SET PROBLEM —
The records that follow need to be output exactly as they are.

ENTRIES SHOWN —
________________

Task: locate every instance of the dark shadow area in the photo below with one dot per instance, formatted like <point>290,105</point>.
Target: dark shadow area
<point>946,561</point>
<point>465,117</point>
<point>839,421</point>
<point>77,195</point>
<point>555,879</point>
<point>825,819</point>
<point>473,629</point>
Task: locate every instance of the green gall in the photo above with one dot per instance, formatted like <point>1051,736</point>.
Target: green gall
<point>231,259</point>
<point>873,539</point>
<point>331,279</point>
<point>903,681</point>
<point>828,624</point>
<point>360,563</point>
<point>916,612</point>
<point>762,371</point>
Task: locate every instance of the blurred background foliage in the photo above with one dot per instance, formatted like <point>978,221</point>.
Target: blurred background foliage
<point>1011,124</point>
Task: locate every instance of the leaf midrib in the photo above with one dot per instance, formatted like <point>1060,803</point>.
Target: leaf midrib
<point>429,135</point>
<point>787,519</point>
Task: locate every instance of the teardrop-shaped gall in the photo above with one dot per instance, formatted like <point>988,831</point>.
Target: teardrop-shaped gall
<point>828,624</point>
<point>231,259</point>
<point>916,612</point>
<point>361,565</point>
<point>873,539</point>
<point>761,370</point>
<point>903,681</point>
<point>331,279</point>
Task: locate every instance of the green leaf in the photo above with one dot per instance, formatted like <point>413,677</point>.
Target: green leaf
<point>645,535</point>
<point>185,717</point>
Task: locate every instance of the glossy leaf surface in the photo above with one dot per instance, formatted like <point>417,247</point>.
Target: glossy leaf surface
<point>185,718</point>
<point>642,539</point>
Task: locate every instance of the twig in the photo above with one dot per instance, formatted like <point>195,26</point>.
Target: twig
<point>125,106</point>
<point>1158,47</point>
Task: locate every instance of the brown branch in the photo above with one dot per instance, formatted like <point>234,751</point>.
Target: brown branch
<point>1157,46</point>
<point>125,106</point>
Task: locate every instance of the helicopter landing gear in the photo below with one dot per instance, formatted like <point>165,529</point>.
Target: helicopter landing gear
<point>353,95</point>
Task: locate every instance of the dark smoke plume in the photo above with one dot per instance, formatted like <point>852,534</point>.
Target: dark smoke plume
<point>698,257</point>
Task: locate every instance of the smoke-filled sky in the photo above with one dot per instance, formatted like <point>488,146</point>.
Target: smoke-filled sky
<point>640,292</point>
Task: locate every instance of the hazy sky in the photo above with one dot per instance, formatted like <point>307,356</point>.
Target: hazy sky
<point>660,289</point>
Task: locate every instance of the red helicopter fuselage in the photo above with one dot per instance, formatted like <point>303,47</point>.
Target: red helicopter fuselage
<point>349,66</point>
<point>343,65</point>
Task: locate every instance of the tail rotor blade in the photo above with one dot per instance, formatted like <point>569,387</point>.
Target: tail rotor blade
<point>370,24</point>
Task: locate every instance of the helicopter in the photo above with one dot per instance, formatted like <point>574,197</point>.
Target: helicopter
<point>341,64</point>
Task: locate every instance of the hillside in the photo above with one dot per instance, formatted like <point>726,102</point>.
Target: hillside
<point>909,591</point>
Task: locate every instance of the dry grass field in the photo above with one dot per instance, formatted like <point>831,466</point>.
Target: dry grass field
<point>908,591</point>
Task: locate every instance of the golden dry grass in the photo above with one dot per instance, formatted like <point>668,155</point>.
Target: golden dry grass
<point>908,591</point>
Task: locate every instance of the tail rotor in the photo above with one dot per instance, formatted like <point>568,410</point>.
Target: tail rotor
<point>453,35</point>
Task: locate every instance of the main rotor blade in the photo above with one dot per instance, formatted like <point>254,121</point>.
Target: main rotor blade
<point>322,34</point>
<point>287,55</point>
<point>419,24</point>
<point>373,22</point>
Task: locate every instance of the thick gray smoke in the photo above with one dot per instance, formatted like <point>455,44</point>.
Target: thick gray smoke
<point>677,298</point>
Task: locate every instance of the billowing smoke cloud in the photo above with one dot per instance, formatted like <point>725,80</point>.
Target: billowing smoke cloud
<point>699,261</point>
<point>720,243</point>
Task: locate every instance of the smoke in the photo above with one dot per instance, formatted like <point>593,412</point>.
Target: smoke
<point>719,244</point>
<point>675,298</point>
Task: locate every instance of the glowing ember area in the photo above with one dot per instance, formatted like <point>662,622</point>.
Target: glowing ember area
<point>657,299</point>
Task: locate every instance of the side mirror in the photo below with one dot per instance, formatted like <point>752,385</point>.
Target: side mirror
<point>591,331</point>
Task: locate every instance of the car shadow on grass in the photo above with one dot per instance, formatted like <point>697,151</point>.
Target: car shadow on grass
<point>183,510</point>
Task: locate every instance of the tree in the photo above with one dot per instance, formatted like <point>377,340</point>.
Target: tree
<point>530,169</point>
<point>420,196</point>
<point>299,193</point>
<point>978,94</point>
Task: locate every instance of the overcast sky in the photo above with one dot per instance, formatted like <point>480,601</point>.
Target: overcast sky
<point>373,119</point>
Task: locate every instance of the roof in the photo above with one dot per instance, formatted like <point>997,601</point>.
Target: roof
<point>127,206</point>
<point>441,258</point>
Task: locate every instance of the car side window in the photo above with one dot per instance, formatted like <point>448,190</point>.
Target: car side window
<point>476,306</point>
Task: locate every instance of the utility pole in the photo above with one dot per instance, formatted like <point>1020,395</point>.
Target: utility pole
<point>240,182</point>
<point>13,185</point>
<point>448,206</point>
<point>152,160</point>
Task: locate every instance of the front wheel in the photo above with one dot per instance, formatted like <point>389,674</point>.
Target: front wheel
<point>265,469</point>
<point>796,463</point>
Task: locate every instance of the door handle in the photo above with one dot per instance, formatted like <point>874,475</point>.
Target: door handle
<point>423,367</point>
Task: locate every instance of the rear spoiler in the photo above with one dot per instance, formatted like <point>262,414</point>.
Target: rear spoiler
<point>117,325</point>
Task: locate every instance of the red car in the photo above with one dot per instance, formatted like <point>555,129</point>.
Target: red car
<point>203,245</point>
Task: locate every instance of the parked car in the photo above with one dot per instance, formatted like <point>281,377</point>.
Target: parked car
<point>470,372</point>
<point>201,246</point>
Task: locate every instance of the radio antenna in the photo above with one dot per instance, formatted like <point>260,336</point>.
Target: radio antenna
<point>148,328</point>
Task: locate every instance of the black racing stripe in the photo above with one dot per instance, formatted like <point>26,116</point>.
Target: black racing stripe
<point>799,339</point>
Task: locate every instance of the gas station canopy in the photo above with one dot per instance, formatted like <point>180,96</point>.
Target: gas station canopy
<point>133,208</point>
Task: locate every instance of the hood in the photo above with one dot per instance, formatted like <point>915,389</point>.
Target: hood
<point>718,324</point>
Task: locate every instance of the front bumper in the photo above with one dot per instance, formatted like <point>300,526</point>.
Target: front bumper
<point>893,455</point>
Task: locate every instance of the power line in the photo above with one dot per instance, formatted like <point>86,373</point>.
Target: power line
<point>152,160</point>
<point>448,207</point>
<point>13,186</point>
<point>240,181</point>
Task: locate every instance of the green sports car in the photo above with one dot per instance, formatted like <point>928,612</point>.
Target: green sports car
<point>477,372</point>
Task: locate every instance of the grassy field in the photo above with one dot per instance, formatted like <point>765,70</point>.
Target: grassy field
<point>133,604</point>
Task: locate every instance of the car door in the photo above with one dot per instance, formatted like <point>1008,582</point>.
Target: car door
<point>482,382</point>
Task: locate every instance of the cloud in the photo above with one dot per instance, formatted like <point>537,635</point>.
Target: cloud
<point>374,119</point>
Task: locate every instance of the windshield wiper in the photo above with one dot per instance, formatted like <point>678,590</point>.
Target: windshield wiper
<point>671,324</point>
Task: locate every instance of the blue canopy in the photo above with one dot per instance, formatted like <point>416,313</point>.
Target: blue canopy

________________

COMPLETE ANSWER —
Task: locate every instance of the dark shadow area in the photo below with one dot per instance, formatted like <point>290,105</point>.
Target: dark shadow area
<point>946,561</point>
<point>465,117</point>
<point>839,421</point>
<point>77,195</point>
<point>555,879</point>
<point>825,819</point>
<point>473,629</point>
Task: locate every instance of the green gall in the photo above with one dot per instance, formatted like <point>1051,736</point>.
Target: green gall
<point>231,259</point>
<point>873,539</point>
<point>331,279</point>
<point>903,681</point>
<point>828,624</point>
<point>360,563</point>
<point>916,612</point>
<point>762,371</point>
Task: locate every instance of the blurred background foliage in the photo above with one dot per instance, formatted like <point>978,221</point>.
Target: blurred background foliage
<point>1011,124</point>
Task: locate every instance of the leaf midrib in the photo above with one dot per instance, formatted like <point>1060,803</point>.
Target: leaf midrib
<point>429,135</point>
<point>787,519</point>
Task: locate every instance of the teardrop-shaped gall in the photo above with one dot per instance, formatted like <point>988,831</point>.
Target: teardrop-shaped gall
<point>828,624</point>
<point>231,259</point>
<point>916,612</point>
<point>361,565</point>
<point>873,539</point>
<point>761,370</point>
<point>903,681</point>
<point>331,279</point>
Task: locate every instance of the green leaf in the photo above with one dot per instance, formatted like <point>413,677</point>.
Target: green leaf
<point>645,535</point>
<point>185,717</point>
Task: locate every instance of the glossy leaf surface in the photo above with one dot per instance, formatted like <point>417,247</point>.
Target: glossy leaf surface
<point>185,718</point>
<point>642,539</point>
Task: locate every instance of the twig in the photo above with one dot per instance, formatted like <point>195,26</point>.
Target: twig
<point>125,106</point>
<point>1158,47</point>
Task: locate every instance of the brown branch in the photo above with one dot per instance, formatted like <point>234,751</point>.
Target: brown branch
<point>1157,46</point>
<point>125,106</point>
Task: locate every instance of the helicopter landing gear in the photo below with one dot per instance, formatted like <point>165,529</point>.
Target: helicopter landing gear
<point>353,95</point>
Task: locate every instance of the dark smoke plume in the photo above with one dot per instance, formatted like <point>852,534</point>.
Target: dark smoke plume
<point>698,257</point>
Task: locate every instance of the smoke-filled sky in the photo above with one dot per instance, formatted like <point>488,146</point>.
Target: smoke-filled sky
<point>640,292</point>
Task: locate every instance of the hazy sky in the photo above with one dot per instance, formatted like <point>307,356</point>.
Target: hazy sky
<point>660,289</point>
Task: locate every instance of the red helicopter fuselage in the photo above with one dot per instance, formatted like <point>303,47</point>.
Target: red helicopter fuselage
<point>349,66</point>
<point>343,65</point>
Task: locate every instance of the tail rotor blade in the photo above with one dot per instance, formatted like <point>569,387</point>.
Target: tail rotor blade
<point>370,24</point>
Task: locate every instance of the helicopter in the photo above with one dot per instance, formatted like <point>574,197</point>.
Target: helicopter
<point>341,64</point>
Task: locate every instance of the hillside in the photo above with one dot per instance, formatted like <point>726,102</point>.
Target: hillside
<point>909,591</point>
Task: locate every instance of the dry grass field in the photo above with one dot per instance, formatted like <point>831,466</point>.
Target: dry grass field
<point>908,591</point>
Task: locate every instance of the golden dry grass in the photo above with one dot per instance, formatted like <point>668,155</point>.
Target: golden dry grass
<point>908,591</point>
Task: locate every instance of the tail rotor in the photo above with one dot per instance, formatted like <point>568,410</point>.
Target: tail rotor
<point>453,35</point>
Task: locate every instance of the main rotor blade in the photo above with one dot per instance, formatted like <point>254,121</point>.
Target: main rotor blade
<point>322,34</point>
<point>287,55</point>
<point>419,24</point>
<point>373,22</point>
Task: locate every instance of the thick gray smoke in the photo above with one dot per instance, formatted like <point>455,44</point>.
Target: thick gray smoke
<point>677,298</point>
Task: locate every instance of the billowing smoke cloud in the photo above with one dot per instance, formatted like <point>725,80</point>.
Target: billowing smoke cloud
<point>699,261</point>
<point>720,243</point>
Task: locate every instance of the smoke in the photo above with one dot per instance, formatted like <point>593,412</point>.
Target: smoke
<point>719,244</point>
<point>675,298</point>
Task: locate every instance of the glowing ember area in the photo above with one dot per instance, formatted like <point>662,622</point>.
Target: glowing ember area
<point>657,299</point>
Task: locate every instance of the side mirror in the photo below with one dot per instance, formatted like <point>752,385</point>.
Target: side mirror
<point>591,331</point>
Task: locate every instance of the car shadow on grass in the photo above with one dot per instance, formatted like <point>697,151</point>.
Target: car shadow on grass
<point>183,510</point>
Task: locate every instance of the tree in the photo above with one dot per instance, formatted like <point>377,340</point>.
Target: tree
<point>530,169</point>
<point>420,196</point>
<point>299,193</point>
<point>978,94</point>
Task: locate every instance of the overcast sky in the photo above with one dot per instance, formatted like <point>480,601</point>.
Target: overcast sky
<point>373,119</point>
Task: locate every instance of the roof in the photo above with one dot per instance, formatted like <point>997,601</point>.
Target: roof
<point>127,206</point>
<point>441,258</point>
Task: locate every instance of the car side window in the photo above with one dot per instance, formatted like <point>448,190</point>.
Target: car side window
<point>476,306</point>
Task: locate every instance of the utility pole in the photo above with one dot per instance, formatted like <point>1020,395</point>.
Target: utility pole
<point>240,182</point>
<point>13,185</point>
<point>448,206</point>
<point>152,160</point>
Task: locate every instance of the front wheel in the photo above with one dot per instance, formatted like <point>389,674</point>.
Target: front wheel
<point>265,469</point>
<point>796,463</point>
Task: locate every instance of the door handle in the photo above with one dot per instance, formatted like <point>874,475</point>.
Target: door handle
<point>423,367</point>
Task: locate every instance of the rear spoiler in the photo above with one dot per instance, formatted like <point>262,414</point>.
Target: rear spoiler
<point>117,325</point>
Task: locate every instance of the red car in the photo above with one dot per instance, formatted like <point>555,129</point>.
Target: red car
<point>203,245</point>
Task: locate every instance of the parked car in the photo above with one dot per instance, formatted like <point>281,377</point>.
Target: parked car
<point>470,372</point>
<point>201,246</point>
Task: locate every instance of the radio antenna in the photo above with one dot per instance, formatted like <point>260,336</point>.
Target: radio antenna
<point>148,328</point>
Task: locate every instance of the black racing stripe in the photo above with one dot per instance, formatted like <point>26,116</point>.
Target: black racing stripe
<point>799,339</point>
Task: locate every instance of the gas station canopy in the photo above with one dot per instance, formatted like <point>180,96</point>.
Target: gas station canopy
<point>133,208</point>
Task: locate every instance of the hood in the photo above with one dot per instance, formatted like <point>915,389</point>.
Target: hood
<point>718,324</point>
Task: locate every instance of the front bumper in the photo above with one dot per instance, formatted like <point>300,526</point>.
Target: front bumper
<point>893,455</point>
Task: locate every instance of the power line in the photo above with one dot per instance, formatted like <point>86,373</point>.
Target: power line
<point>152,160</point>
<point>448,207</point>
<point>13,186</point>
<point>240,181</point>
Task: locate every instance of the green sports car in the photo above with one dot per instance, formatted like <point>928,612</point>.
Target: green sports car
<point>477,372</point>
Task: locate every instance of the grassy field in the photo above with one dot per instance, formatted like <point>765,70</point>.
Target: grassy field
<point>133,604</point>
Task: locate every instance of the car door in the photo above with one dot per instance, formatted like <point>1008,582</point>.
Target: car door
<point>482,382</point>
Task: locate every instance of the cloud in the photo above with one dot per instance, formatted like <point>537,635</point>.
Target: cloud
<point>374,119</point>
Task: locate every instance of the windshield wiper in the photo above with one dot per instance, formatted like <point>678,590</point>.
Target: windshield wiper
<point>671,324</point>
Task: locate every instance of the blue canopy in the photo above with one dot per instance, formatted like <point>416,313</point>.
Target: blue canopy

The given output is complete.